Holy crap, I just realized I ended up talking to all your characters! I’ll set them free now.


BIC:


Maggie pulled her hand back when the vykker didn’t shake it. “Well then.” She tightened her grip on the mudokon, who looked terrified. She smiled down at him reassuringly- but she looked more dangerous than she did friendly. “Aw, don’t worry ” She said. She frowned. “What was yer name again? You look like a Larry to me.”

Suddenly the door opened. She looked up. An oldish-looking vykker stepped inside.

“Howdy!” Maggie barked to the vykker. “My name is Maggie!”

She nearly jumped out of her seat when she saw the intern stalking behind him.

“Skelter! Yer alive!”


---


Skelter scowled as the vykker led her the other way. She still didn’t know the guy’s name; not like she cared or anything. She just thought it would be useful. She pulled down her hat so that it hid her eyes completely before speaking.

“Oh,” she said, flexing her fingers, “Forgot. If you make this worse than it has to be I’ll take your scalpel and shove it up your— JESUS CHRIST!” Skelter yelped, stumbling back. Maggie waved enthusiastically from where she was seated in the lab.

“Skelter! Yer alive--”

“Of COURSE I’M ALIVE!” Skelter practically shrieked. “And what the hell are you doing here?!” Of all the people she had to run into in this dump, why HER?

Maggie got up from where she sat, looking thoughtful. “Well,” she said, placing a grubby finger on her bottom lip, “I think Conway said---”

**COLLECTED MATERIAL**
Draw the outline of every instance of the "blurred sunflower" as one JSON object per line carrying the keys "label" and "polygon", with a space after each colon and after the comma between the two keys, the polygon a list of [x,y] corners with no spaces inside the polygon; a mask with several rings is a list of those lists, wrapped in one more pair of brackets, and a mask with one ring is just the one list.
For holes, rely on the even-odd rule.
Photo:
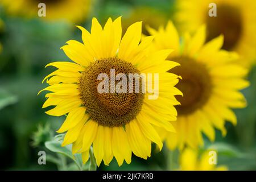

**SHORT TASK 1**
Quote the part of the story excerpt that begins with the words containing "Holy crap, I" and ends with "vykker stepped inside.".
**SHORT TASK 2**
For each statement, say yes or no according to the story excerpt, quoting the words that decide it: (a) Maggie tells the oldish-looking vykker her name. (b) Skelter knows the name of the vykker leading her. (c) Skelter pulls her hat down far enough to hide her eyes.

**COMPLETE RESPONSE 1**
Holy crap, I just realized I ended up talking to all your characters! I’ll set them free now.


BIC:


Maggie pulled her hand back when the vykker didn’t shake it. “Well then.” She tightened her grip on the mudokon, who looked terrified. She smiled down at him reassuringly- but she looked more dangerous than she did friendly. “Aw, don’t worry ” She said. She frowned. “What was yer name again? You look like a Larry to me.”

Suddenly the door opened. She looked up. An oldish-looking vykker stepped inside.

**COMPLETE RESPONSE 2**
(a) Yes: "“Howdy!” Maggie barked to the vykker. “My name is Maggie!”"
(b) No: "She still didn’t know the guy’s name"
(c) Yes: "She pulled down her hat so that it hid her eyes completely before speaking."